[[ Provided data open ]]

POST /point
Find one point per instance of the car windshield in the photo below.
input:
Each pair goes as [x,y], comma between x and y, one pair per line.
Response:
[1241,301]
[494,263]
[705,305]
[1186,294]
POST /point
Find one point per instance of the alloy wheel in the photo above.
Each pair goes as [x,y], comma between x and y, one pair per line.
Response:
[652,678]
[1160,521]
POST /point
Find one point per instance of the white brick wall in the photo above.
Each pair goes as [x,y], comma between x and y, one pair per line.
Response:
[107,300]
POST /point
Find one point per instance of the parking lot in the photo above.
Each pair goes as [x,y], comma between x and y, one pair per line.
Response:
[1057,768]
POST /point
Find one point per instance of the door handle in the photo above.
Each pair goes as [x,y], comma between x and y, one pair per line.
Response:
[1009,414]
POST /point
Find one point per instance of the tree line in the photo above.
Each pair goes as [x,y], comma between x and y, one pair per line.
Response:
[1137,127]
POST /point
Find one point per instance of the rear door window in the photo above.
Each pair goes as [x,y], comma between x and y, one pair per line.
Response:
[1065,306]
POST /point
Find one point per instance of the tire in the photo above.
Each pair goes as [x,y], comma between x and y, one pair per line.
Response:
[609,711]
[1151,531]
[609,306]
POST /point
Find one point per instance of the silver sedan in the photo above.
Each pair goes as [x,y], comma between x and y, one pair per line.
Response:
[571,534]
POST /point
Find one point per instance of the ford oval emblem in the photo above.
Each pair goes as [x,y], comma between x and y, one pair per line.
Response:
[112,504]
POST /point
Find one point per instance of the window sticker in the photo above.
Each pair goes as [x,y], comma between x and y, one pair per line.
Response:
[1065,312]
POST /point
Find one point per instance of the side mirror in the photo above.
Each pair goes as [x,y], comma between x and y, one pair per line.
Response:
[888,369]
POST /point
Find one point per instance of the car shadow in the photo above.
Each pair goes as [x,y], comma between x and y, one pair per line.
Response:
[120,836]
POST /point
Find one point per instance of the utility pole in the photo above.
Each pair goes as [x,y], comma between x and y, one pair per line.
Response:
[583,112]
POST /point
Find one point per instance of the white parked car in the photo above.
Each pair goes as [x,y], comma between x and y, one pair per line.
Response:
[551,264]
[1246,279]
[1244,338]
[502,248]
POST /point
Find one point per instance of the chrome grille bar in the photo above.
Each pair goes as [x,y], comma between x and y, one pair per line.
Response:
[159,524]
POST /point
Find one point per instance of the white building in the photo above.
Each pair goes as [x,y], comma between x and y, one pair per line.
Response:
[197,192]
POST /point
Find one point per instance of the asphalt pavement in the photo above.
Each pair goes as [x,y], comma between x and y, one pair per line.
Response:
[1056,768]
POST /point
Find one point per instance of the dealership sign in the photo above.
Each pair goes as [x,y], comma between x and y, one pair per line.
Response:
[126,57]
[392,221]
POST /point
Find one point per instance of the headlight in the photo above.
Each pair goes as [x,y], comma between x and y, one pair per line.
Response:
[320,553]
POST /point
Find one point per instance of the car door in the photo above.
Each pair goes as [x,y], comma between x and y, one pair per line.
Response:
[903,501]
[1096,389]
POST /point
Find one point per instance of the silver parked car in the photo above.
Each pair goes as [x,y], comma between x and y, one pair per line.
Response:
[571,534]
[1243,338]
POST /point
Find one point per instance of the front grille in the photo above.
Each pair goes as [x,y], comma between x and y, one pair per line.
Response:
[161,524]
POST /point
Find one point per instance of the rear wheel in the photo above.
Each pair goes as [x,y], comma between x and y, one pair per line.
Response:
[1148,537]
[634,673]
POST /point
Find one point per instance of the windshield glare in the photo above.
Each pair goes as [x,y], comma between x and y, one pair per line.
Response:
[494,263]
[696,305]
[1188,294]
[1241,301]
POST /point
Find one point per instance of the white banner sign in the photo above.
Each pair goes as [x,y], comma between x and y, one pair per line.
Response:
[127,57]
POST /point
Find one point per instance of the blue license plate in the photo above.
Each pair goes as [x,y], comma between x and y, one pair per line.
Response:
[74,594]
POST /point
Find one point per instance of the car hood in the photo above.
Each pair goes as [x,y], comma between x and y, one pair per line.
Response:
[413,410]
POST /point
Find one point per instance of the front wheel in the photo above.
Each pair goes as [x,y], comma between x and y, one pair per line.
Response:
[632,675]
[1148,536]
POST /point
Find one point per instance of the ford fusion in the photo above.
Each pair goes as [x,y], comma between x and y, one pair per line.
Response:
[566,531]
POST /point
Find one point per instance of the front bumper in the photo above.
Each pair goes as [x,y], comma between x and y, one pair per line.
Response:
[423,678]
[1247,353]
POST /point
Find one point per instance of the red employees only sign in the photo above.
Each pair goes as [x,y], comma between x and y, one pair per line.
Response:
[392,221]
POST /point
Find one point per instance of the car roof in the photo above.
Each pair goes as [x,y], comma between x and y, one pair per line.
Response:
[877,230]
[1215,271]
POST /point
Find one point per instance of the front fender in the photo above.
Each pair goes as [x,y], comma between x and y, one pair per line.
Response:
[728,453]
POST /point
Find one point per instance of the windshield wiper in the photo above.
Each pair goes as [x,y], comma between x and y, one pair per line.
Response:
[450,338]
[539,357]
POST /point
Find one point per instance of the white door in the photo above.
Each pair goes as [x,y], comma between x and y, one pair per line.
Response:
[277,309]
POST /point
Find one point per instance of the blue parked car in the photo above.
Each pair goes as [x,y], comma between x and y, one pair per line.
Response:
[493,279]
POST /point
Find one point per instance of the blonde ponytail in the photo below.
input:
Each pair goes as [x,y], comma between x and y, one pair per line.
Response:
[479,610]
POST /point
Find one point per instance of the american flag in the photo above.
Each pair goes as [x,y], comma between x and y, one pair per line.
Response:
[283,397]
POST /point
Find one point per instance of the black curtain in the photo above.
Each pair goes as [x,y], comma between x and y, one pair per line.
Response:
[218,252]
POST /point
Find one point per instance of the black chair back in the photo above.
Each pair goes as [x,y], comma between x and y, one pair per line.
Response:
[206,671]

[[ Provided data closed ]]

Exercise directions
What you return must match the records exactly, line for line.

Output for this exercise
POST /point
Find one point per instance of the car windshield in the photo below.
input:
Each pair goes as [x,y], comma between x and y, one pair per line.
Response:
[1241,301]
[494,263]
[705,305]
[1186,294]
POST /point
Find one point per instance of the alloy wheel in the photo above.
Each pair goes as [x,y], comma between x and y, one pair per line.
Response:
[652,678]
[1160,521]
POST /point
Find one point per instance of the white brick wall in the photo above.
Each pair goes as [x,y], comma between x and y, one pair per line.
Response:
[107,300]
POST /point
Find one point per instance of the parking lot in the photo above.
Each pair goes as [x,y], comma between x and y, one pair per line.
Response:
[1057,768]
POST /point
Find one point per instance of the door handle in the photo above.
Each pair goes as [x,y], comma between x and y, one pair per line.
Response:
[1009,414]
POST /point
Find one point per instance of the tree line in the photo above.
Each pair goes as [x,y], comma between x and y, one pair per line.
Response:
[1137,127]
POST /point
Find one point per instance of the rear door window in the photo above.
Each pair goes as [x,y], comma between x and y, one pair per line.
Response:
[1065,306]
POST /point
Find one point per instance of the tire in the photo above.
Each pair goes as [x,y], comma between x and y, one pair per line.
Response:
[609,711]
[1151,531]
[609,306]
POST /point
Find one point per instance of the silver sedan in the photo above.
Each pair goes as [x,y], comma between x and y, one pair per line.
Response:
[571,534]
POST /point
Find one point per instance of the ford oval emblem in the photo above.
Each pair goes as [x,y], comma between x and y, one pair per line.
Response:
[112,504]
POST /point
Find one point per instance of the window sticker in the photo above.
Each pair goes as [x,y], comma between x and y, one pair per line.
Response:
[1065,312]
POST /point
Find one point per instance of the side mirror in the photo above.
Each pair goes as [x,y], comma between x and y, one pair per line.
Response:
[888,369]
POST /point
Find one point per instance of the car shadow in the photo above.
Each pair goes as [x,y], comma between x and y, one pair per line.
Response:
[120,836]
POST /point
Find one point per instance of the utility pole in the photo above.
Each pair goes as [x,y], comma between x and y, one pair per line.
Response:
[583,112]
POST /point
Find one point per instance of the white parked car in the photo above.
Each pair goes as [x,y], comma between x and y, one pair per line.
Response:
[551,264]
[1246,279]
[1244,338]
[502,248]
POST /point
Find one point per instance of the chrome grille bar in the photo above.
Each pair goes as [x,y], comma between x and y, one pair per line.
Response:
[159,524]
POST /point
Find one point per instance of the white building in the photo above.
Each pair goes as [x,y], comma between x and y, one pair per line.
Response:
[197,192]
POST /point
Find one point per instance of the asphalt pavement in the photo above.
Each pair goes as [x,y], comma between x and y, one pair per line.
Response:
[1056,768]
POST /point
Find one point per instance of the dealership sign in the photo above.
Each pair goes as [x,y], comma between x and y, one pair per line.
Response:
[126,57]
[392,221]
POST /point
Find one point per instance of the headlight in the photo above.
Each pair goes as [x,y], comma between x and y, one pair per line.
Response:
[320,553]
POST /point
Find one point per instance of the car door in the photo above.
Each pair goes as [x,y], comma between x and y, one pair per line.
Response:
[903,501]
[1096,389]
POST /point
Find one point per instance of the silver parked car in the photo above.
Each pair goes as [x,y], comma between x and y, one pair per line.
Response:
[571,534]
[1243,338]
POST /point
Find one point per instance of the front grille in the photo above.
Each pair goes as [x,y], comma between x and y, one pair per line.
Response:
[161,524]
POST /point
Find one point per instance of the rear wheel in the photo above.
Each pair goes as [x,y], comma between x and y, one pair per line.
Response:
[1148,537]
[634,673]
POST /point
Find one point per instance of the windshield glare in the photo above.
Each pair goes as [x,y], comma between x and y, one pair per line.
Response:
[494,263]
[696,305]
[1188,294]
[1241,301]
POST /point
Find one point per instance of the white banner sign in the photo above.
Each pair goes as [x,y], comma between x and y, one pair per line.
Response:
[127,57]
POST /point
Find one point per instance of the blue license plate in the photo above.
Each pair goes as [x,y], comma between x and y, one pair per line.
Response:
[74,594]
POST /point
Find one point per instance of the car hood in the photo above.
Each pair goes as [x,y], comma between x and y, one pair per line.
Response:
[413,410]
POST /point
Find one point per instance of the front wheel in the photo above.
Each pair goes as [x,y], comma between x and y, one pair per line.
Response:
[632,675]
[1148,536]
POST /point
Find one point per instance of the ford fusion in the photo above.
Each pair goes as [x,y], comma between x and y, one pair per line.
Response:
[566,531]
POST /point
Find one point per instance of the front bumper in the photo above.
Each pair goes as [x,y], comma between x and y, one pair per line.
Response:
[423,678]
[1247,353]
POST /point
Find one point per instance of the red employees only sign in the photo above.
Each pair goes as [x,y], comma between x and y, one pair per line.
Response:
[392,221]
POST /point
Find one point per instance of the car roof in the photo above.
Each pair goes as [x,y], comma between x and y, one pair per line.
Response:
[877,230]
[1215,271]
POST /point
Find one point per instance of the front fender in the photo above.
Each pair goes as [x,y], comma between x and y, one pair per line.
Response:
[728,453]
POST /point
Find one point per instance of the windshield wiper in the photo above.
Each pair goes as [x,y], comma between x and y, one pair per line.
Response:
[450,338]
[539,357]
POST /point
Find one point per instance of the white door in the photo above.
Each pair goes as [x,y], comma between x and y, one pair per line.
Response:
[277,309]
POST /point
Find one point per instance of the blue parked car in the photo above.
Each pair goes as [x,y], comma between x and y, one pair per line.
Response:
[493,279]
POST /point
Find one point per instance of the blonde ponytail in the photo below.
input:
Each pair goes as [x,y], comma between x and y, one pair per line.
Response:
[479,610]
POST /point
Find one point per instance of the american flag in the photo above.
Each pair goes as [x,y], comma between x and y, one pair per line.
Response:
[283,397]
POST /point
Find one point per instance of the black curtain in the photo above.
Each pair goes as [x,y], comma between x and y, one pair per line.
Response:
[218,252]
POST /point
Find one point per instance of the black chair back in the photo above.
Each pair goes as [x,y], comma between x and y, one pair per line.
Response:
[206,671]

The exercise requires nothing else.